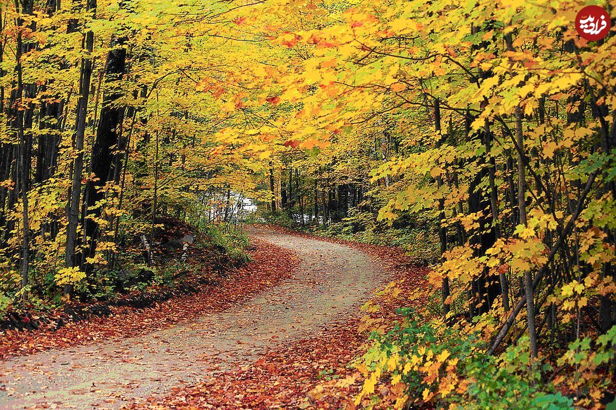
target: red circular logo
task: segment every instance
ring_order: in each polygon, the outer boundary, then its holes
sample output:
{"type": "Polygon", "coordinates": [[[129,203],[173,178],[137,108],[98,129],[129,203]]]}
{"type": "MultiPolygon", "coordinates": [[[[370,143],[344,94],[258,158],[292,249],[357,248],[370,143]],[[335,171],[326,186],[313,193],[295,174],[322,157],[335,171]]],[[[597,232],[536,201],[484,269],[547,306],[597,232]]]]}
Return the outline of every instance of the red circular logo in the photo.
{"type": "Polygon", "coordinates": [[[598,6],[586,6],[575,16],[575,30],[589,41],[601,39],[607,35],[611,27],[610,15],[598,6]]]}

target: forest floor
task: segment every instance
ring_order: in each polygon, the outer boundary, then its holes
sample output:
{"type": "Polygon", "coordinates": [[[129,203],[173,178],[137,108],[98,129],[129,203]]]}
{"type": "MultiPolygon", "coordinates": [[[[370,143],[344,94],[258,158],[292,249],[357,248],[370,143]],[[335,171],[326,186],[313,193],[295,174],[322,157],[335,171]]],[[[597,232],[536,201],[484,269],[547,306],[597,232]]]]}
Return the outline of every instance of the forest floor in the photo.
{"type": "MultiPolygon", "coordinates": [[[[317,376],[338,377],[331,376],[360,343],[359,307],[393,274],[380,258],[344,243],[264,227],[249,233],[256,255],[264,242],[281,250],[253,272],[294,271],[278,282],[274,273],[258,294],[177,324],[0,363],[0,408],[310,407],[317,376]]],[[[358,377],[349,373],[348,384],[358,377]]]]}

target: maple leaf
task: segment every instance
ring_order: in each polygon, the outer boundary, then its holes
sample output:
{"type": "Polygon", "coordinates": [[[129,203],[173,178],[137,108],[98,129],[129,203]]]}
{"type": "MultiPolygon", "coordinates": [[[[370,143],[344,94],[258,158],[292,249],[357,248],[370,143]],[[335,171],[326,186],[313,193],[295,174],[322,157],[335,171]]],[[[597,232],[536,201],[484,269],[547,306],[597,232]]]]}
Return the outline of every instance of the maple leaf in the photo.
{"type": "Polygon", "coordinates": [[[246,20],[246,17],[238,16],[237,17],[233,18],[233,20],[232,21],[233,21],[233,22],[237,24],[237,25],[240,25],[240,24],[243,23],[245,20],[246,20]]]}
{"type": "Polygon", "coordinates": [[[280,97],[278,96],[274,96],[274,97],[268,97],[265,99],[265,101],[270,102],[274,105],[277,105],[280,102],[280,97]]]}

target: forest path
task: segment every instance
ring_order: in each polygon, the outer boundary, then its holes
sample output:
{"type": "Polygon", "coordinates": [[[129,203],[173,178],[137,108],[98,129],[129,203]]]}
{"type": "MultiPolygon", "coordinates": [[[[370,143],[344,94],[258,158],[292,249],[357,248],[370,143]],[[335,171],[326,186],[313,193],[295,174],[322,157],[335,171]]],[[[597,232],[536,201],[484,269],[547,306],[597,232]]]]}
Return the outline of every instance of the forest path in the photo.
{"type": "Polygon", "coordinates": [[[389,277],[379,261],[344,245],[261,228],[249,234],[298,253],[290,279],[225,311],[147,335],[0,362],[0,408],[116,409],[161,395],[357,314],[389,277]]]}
--
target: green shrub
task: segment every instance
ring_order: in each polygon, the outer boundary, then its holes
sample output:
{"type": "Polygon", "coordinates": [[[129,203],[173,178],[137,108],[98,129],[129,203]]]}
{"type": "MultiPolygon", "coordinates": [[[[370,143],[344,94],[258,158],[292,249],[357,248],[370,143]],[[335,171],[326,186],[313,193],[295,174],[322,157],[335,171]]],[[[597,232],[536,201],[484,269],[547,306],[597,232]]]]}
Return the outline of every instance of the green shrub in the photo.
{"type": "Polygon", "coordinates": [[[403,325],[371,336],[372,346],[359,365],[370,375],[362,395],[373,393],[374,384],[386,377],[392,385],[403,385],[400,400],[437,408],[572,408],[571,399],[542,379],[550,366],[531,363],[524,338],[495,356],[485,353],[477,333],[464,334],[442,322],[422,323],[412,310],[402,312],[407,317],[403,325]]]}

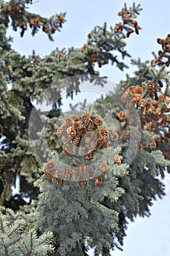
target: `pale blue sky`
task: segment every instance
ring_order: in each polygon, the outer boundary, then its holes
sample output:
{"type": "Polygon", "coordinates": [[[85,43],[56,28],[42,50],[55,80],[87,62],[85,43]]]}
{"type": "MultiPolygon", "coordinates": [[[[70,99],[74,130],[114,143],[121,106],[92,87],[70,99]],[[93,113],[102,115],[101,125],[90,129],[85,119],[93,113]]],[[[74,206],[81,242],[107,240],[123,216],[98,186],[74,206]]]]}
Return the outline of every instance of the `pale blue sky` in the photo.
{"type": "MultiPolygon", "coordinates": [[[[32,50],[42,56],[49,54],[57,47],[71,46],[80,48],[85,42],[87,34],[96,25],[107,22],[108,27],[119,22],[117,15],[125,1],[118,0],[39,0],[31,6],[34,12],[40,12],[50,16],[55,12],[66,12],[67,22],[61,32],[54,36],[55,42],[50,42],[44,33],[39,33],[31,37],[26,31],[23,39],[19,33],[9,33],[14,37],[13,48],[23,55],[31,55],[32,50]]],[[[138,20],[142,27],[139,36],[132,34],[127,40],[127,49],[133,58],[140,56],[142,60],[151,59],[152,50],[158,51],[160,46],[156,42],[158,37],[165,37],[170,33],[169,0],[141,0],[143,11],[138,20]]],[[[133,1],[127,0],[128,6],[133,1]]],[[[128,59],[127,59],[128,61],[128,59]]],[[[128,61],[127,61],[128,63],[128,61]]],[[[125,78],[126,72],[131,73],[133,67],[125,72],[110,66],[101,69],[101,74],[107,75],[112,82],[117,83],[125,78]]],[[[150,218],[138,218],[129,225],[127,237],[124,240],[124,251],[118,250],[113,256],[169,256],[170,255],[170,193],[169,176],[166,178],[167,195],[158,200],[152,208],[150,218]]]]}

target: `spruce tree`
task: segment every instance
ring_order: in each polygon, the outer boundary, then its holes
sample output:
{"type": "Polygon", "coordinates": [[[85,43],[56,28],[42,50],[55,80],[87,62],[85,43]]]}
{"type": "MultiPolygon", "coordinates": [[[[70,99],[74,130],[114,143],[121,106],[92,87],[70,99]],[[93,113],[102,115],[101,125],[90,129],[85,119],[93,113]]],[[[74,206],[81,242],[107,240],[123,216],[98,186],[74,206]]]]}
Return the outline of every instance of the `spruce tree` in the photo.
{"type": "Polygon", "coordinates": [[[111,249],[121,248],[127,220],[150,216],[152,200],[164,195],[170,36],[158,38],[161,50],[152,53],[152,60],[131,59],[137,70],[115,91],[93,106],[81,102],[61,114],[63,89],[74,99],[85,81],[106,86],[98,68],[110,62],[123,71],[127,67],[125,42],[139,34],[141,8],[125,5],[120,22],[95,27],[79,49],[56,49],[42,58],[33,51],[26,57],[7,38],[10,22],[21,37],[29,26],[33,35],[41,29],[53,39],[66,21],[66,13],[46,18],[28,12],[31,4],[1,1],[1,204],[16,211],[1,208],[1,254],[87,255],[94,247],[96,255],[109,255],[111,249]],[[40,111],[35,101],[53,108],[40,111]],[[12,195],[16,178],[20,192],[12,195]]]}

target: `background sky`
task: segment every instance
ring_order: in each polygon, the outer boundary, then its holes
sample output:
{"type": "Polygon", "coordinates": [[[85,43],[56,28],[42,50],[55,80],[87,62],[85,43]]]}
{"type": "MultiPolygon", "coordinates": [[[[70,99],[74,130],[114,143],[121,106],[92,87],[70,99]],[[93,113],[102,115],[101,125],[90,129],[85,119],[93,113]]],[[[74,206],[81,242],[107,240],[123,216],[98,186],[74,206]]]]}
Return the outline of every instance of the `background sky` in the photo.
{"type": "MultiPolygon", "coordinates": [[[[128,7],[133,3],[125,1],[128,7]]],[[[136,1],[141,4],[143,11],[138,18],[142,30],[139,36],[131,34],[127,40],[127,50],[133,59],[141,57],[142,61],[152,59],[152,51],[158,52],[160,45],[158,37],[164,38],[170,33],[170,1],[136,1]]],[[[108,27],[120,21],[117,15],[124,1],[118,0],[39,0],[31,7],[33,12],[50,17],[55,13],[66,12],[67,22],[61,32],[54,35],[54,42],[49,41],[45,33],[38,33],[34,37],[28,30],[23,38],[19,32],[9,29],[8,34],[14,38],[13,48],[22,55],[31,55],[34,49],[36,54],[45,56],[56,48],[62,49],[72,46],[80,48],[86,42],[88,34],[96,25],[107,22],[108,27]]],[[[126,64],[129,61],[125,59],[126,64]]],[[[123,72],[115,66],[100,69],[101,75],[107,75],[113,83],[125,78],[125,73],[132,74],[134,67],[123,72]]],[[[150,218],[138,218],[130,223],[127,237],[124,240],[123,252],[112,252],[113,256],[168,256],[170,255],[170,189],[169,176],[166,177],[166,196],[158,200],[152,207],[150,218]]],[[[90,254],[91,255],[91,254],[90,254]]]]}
...
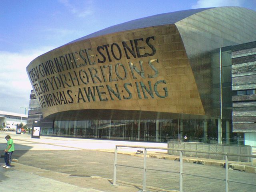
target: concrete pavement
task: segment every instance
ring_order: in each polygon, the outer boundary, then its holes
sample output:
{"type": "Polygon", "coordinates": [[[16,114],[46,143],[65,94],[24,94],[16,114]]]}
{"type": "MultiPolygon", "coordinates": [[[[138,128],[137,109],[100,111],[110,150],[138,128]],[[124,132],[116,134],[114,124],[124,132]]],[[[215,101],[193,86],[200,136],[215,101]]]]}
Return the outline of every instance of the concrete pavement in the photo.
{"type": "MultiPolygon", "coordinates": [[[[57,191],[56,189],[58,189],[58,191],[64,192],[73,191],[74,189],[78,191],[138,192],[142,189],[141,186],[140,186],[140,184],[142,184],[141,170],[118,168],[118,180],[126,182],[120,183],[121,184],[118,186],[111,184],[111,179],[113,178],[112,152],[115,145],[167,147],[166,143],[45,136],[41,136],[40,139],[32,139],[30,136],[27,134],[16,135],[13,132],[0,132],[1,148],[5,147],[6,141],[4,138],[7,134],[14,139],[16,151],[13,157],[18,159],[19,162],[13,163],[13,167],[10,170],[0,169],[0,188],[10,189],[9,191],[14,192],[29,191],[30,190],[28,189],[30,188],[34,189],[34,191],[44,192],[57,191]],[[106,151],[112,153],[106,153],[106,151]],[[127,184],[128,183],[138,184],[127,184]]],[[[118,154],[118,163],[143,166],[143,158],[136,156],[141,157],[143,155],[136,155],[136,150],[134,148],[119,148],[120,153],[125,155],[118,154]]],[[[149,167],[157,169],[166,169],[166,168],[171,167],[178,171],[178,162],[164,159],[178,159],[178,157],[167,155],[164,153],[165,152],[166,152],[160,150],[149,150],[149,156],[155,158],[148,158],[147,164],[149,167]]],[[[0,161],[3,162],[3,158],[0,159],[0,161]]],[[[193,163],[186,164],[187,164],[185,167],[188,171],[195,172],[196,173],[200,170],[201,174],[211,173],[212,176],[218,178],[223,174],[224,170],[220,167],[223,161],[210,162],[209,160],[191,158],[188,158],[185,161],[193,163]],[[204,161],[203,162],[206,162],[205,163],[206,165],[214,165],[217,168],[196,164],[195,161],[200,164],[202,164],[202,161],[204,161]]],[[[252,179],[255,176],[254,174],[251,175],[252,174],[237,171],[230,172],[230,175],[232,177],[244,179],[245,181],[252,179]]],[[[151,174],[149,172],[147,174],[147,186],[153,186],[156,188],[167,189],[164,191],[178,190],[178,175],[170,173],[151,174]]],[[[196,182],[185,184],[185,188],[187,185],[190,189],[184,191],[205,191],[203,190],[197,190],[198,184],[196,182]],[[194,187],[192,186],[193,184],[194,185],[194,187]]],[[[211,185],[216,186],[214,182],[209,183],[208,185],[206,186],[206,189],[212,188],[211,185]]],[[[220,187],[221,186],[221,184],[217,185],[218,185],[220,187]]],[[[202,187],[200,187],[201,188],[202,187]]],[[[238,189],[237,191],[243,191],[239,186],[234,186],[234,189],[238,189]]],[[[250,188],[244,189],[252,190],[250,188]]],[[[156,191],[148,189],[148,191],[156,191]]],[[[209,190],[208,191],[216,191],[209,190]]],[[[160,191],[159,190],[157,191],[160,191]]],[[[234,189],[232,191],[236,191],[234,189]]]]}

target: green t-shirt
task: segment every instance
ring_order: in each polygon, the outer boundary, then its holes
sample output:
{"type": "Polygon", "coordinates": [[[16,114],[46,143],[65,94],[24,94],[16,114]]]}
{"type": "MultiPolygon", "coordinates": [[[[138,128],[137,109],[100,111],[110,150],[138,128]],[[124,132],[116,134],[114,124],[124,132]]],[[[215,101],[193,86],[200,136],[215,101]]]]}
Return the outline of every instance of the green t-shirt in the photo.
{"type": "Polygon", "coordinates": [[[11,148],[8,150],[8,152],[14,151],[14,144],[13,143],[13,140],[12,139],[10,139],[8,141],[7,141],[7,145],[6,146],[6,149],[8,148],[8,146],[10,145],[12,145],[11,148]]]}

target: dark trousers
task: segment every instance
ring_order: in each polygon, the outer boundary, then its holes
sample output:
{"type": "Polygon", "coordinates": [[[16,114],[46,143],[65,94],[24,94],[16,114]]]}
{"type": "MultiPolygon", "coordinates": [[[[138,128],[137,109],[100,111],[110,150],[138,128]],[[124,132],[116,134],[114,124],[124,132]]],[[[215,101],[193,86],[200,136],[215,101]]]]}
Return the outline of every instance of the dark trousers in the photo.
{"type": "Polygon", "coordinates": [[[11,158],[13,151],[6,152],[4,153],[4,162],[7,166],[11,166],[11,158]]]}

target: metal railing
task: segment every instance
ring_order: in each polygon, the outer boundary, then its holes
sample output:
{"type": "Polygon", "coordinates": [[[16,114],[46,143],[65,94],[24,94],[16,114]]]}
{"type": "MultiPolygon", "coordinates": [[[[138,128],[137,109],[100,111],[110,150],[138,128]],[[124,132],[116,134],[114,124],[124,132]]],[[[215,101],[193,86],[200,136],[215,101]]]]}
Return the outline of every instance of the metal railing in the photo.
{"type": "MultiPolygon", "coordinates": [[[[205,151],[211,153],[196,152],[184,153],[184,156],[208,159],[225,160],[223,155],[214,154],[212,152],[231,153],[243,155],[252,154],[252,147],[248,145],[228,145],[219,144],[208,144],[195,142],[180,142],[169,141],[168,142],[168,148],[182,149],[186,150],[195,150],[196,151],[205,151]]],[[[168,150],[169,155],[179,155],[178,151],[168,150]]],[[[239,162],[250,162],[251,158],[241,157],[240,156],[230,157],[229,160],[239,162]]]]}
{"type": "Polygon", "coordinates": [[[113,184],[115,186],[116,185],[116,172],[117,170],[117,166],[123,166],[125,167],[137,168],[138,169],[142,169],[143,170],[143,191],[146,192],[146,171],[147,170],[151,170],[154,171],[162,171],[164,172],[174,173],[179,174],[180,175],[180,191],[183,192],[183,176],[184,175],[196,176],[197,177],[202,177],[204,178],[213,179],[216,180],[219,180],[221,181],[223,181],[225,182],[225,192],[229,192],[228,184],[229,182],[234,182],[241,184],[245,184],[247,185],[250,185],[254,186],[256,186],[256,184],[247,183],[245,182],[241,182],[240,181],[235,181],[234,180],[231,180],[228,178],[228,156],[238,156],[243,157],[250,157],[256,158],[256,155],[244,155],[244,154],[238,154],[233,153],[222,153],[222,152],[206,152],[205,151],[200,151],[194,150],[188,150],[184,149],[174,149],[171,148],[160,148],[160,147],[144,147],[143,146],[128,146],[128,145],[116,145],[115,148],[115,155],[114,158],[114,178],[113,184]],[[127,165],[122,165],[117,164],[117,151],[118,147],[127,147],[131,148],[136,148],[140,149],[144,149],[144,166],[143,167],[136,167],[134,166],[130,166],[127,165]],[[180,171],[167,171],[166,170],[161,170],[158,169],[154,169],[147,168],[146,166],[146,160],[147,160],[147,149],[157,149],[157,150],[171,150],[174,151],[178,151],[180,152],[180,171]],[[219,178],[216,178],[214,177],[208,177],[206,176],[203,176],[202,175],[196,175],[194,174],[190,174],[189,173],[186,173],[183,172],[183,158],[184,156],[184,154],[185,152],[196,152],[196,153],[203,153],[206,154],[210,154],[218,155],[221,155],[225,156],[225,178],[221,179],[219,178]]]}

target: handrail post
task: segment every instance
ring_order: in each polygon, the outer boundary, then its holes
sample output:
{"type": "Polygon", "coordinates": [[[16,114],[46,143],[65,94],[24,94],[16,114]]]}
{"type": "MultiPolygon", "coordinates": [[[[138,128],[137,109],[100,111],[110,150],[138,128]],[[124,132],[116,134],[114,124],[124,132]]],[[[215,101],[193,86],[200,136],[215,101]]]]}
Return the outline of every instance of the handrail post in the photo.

* _Problem_
Count the lines in the entries that contain the word "dark", treating uppercase and lowercase as different. Reply with the number only.

* _Result for this exercise_
2